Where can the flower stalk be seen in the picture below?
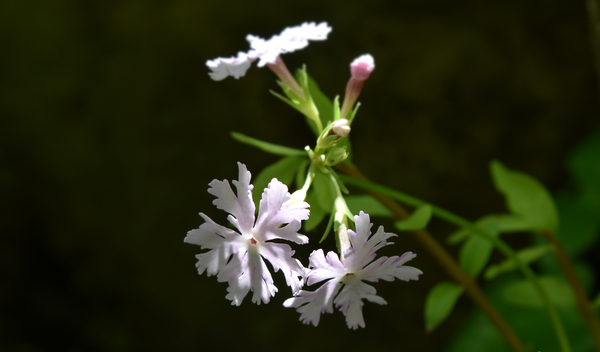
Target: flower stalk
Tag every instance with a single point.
(444, 258)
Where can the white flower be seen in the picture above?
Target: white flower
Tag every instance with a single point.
(234, 66)
(291, 39)
(359, 267)
(267, 51)
(238, 257)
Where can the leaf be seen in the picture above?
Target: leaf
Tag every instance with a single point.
(368, 204)
(525, 197)
(283, 170)
(459, 236)
(440, 302)
(522, 293)
(266, 146)
(417, 221)
(526, 256)
(475, 252)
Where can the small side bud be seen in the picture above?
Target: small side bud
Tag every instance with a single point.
(336, 156)
(297, 197)
(362, 67)
(341, 128)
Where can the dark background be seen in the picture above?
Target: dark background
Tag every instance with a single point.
(111, 130)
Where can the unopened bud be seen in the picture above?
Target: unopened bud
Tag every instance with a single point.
(341, 128)
(336, 156)
(362, 67)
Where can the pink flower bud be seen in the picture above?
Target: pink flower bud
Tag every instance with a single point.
(362, 67)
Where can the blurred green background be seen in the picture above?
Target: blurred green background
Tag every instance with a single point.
(111, 130)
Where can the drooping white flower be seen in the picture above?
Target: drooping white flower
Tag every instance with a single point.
(238, 257)
(233, 66)
(290, 40)
(267, 51)
(351, 276)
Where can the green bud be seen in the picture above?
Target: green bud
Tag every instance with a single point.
(336, 156)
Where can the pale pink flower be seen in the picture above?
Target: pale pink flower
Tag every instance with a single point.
(238, 257)
(351, 276)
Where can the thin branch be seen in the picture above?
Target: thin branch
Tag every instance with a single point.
(586, 308)
(446, 261)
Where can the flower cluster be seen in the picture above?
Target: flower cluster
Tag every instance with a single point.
(358, 267)
(237, 257)
(267, 51)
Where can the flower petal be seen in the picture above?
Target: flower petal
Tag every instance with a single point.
(324, 268)
(310, 305)
(233, 66)
(272, 214)
(389, 268)
(240, 206)
(253, 275)
(280, 256)
(350, 302)
(221, 241)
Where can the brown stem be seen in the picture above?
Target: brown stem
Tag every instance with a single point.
(446, 261)
(586, 308)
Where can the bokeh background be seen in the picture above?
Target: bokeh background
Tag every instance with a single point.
(111, 130)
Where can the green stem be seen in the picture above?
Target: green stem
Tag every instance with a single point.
(501, 245)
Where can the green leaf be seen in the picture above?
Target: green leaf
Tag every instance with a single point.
(526, 256)
(475, 252)
(459, 236)
(511, 223)
(284, 170)
(417, 221)
(522, 293)
(440, 302)
(525, 197)
(266, 146)
(368, 204)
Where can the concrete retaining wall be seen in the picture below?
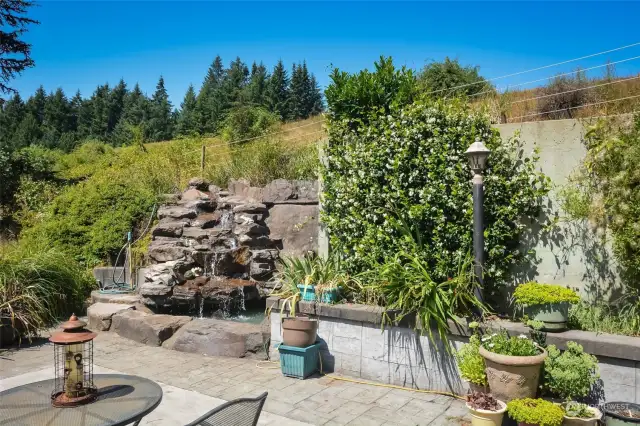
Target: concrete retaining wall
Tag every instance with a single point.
(354, 344)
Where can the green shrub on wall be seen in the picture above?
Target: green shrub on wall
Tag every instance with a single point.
(392, 159)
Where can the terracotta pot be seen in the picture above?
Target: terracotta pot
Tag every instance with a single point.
(299, 332)
(487, 418)
(577, 421)
(513, 377)
(473, 387)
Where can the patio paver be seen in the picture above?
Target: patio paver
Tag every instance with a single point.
(204, 381)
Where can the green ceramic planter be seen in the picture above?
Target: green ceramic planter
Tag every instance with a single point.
(554, 315)
(615, 418)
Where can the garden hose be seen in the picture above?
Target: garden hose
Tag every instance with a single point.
(362, 382)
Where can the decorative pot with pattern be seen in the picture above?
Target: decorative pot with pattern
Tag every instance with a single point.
(513, 377)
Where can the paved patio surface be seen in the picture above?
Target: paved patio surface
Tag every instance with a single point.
(194, 384)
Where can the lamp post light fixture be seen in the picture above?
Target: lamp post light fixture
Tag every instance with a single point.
(477, 154)
(73, 358)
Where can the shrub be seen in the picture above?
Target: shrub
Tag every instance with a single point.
(39, 287)
(503, 344)
(535, 412)
(471, 363)
(539, 294)
(577, 409)
(387, 153)
(569, 374)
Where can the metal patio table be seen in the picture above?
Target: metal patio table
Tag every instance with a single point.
(121, 400)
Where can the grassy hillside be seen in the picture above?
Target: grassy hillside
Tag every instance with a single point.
(106, 192)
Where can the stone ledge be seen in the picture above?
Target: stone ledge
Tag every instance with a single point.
(599, 344)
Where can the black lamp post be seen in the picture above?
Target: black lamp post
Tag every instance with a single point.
(478, 154)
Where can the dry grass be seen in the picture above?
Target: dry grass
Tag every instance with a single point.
(512, 106)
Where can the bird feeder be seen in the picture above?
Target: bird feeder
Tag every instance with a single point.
(73, 358)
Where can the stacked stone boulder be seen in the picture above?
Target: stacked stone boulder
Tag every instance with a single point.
(212, 245)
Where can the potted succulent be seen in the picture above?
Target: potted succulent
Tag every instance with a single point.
(569, 374)
(485, 410)
(622, 413)
(535, 412)
(471, 363)
(546, 302)
(578, 414)
(512, 365)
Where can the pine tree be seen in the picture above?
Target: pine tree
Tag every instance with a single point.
(257, 87)
(116, 104)
(187, 120)
(15, 54)
(35, 105)
(211, 102)
(317, 106)
(57, 118)
(11, 115)
(100, 113)
(160, 126)
(136, 107)
(235, 83)
(278, 92)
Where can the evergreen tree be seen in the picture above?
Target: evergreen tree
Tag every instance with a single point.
(211, 101)
(100, 113)
(235, 83)
(136, 107)
(187, 120)
(257, 87)
(57, 118)
(116, 104)
(35, 105)
(317, 105)
(278, 92)
(12, 113)
(15, 54)
(297, 94)
(160, 126)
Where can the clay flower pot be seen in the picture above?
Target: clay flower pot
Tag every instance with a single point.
(513, 377)
(578, 421)
(299, 332)
(486, 417)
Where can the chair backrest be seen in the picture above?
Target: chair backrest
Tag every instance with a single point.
(239, 412)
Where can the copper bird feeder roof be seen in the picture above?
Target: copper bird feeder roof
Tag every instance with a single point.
(73, 331)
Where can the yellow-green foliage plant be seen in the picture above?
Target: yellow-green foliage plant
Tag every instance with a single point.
(533, 293)
(535, 412)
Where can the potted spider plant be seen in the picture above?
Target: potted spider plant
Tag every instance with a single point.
(535, 412)
(485, 410)
(547, 303)
(512, 365)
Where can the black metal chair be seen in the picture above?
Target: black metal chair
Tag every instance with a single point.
(239, 412)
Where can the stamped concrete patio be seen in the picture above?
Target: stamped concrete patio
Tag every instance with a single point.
(194, 384)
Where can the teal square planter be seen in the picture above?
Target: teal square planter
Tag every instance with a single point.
(299, 362)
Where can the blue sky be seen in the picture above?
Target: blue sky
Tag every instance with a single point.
(81, 44)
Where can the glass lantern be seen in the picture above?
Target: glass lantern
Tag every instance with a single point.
(73, 358)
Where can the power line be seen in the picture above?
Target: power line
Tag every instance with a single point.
(559, 75)
(265, 135)
(574, 90)
(536, 69)
(576, 107)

-=-=-=-=-

| Task directions |
As you read the records above, find each line that contains "fixture" and copy it.

| Exercise response |
Where can the lamp post light fixture be seen in the picture above?
Target: lamp post light fixture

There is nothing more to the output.